**TEXT SECTION**.
*-*-*

US9303925B2ActiveUtilityA1

Microchannel suction line heat exchanger

87
Assignee: ZHANG MINGPriority: Feb 17, 2012Filed: Feb 17, 2012Granted: Apr 5, 2016
Est. expiryFeb 17, 2032(~5.6 yrs left)· nominal 20-yr term from priority
F28F 2255/16F25B 40/00F28F 9/0202F25B 40/02F28F 9/02F28D 7/1653F28F 1/022F28D 7/1684
87
PatentIndex Score
5
Cited by
50
References
16
Claims

Abstract

A refrigeration system including a refrigeration circuit that has an evaporator, a compressor, a condenser, and a heat exchanger. The evaporator, compressor, and condenser are fluidly connected and arranged in series with each other. A liquid line fluidly connects the evaporator to the condenser and a suction line fluidly connects the compressor to the evaporator. The heat exchanger includes a plurality of first refrigerant flow tubes that is in fluid communication with one of the suction line and the liquid line, and a second refrigerant flow tube that is in fluid communication with the other of the suction line and the liquid line. Each of the first refrigerant flow tubes and the second refrigerant flow tube have microchannels, and the second refrigerant flow tube positioned between and cooperates with the first refrigerant flow tubes to heat vapor refrigerant flowing in the suction line.

Claims

exact text as granted — not AI-modified
The invention claimed is: 
     
       1. A heat exchanger comprising:
 an elongated body defining a longitudinal axis and having a first end and a second end; 
 first refrigerant flow tubes extending parallel to the longitudinal axis, each of the first refrigerant flow tubes having a plurality of microchannels extending between the first end and the second end, the microchannels defining separate internal passageways in thermal communication with each other within the first refrigerant flow tubes; 
 a second refrigerant flow tube extending parallel to the longitudinal axis having a plurality of microchannels extending between the first end and the second end and at least partially positioned between the first refrigerant flow tubes, the microchannels defining separate internal passageways in thermal communication with each other within the second refrigerant flow tube, one of the first refrigerant flow tubes and the second refrigerant flow tube configured to receive vapor refrigerant from an evaporator, and the other of the first refrigerant flow tubes and the second refrigerant flow tube configured to receive liquid refrigerant from a source other than the evaporator; and 
 a header in fluid communication with the first refrigerant flow tubes and the second refrigerant flow tube, the header defining a vapor header section to receive vapor refrigerant and a liquid header section to receive liquid refrigerant such that vapor and liquid refrigerant flow through the heat exchanger in one of a counterflow and a unidirectional flow arrangement, 
 wherein the first refrigerant flow tubes extend into the header such that refrigerant directed to or exiting the second refrigerant flow tube flows around a portion of at least one of the first refrigerant flow tubes.

*-*-*

**RAW DATA**.
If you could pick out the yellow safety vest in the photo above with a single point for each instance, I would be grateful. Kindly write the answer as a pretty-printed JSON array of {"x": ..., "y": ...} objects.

*-*-*

**OBJECTIVE**. According to the abstract of the patent text, which two components does the liquid line fluidly connect?

**TASK RESULT**. The liquid line fluidly connects the evaporator to the condenser.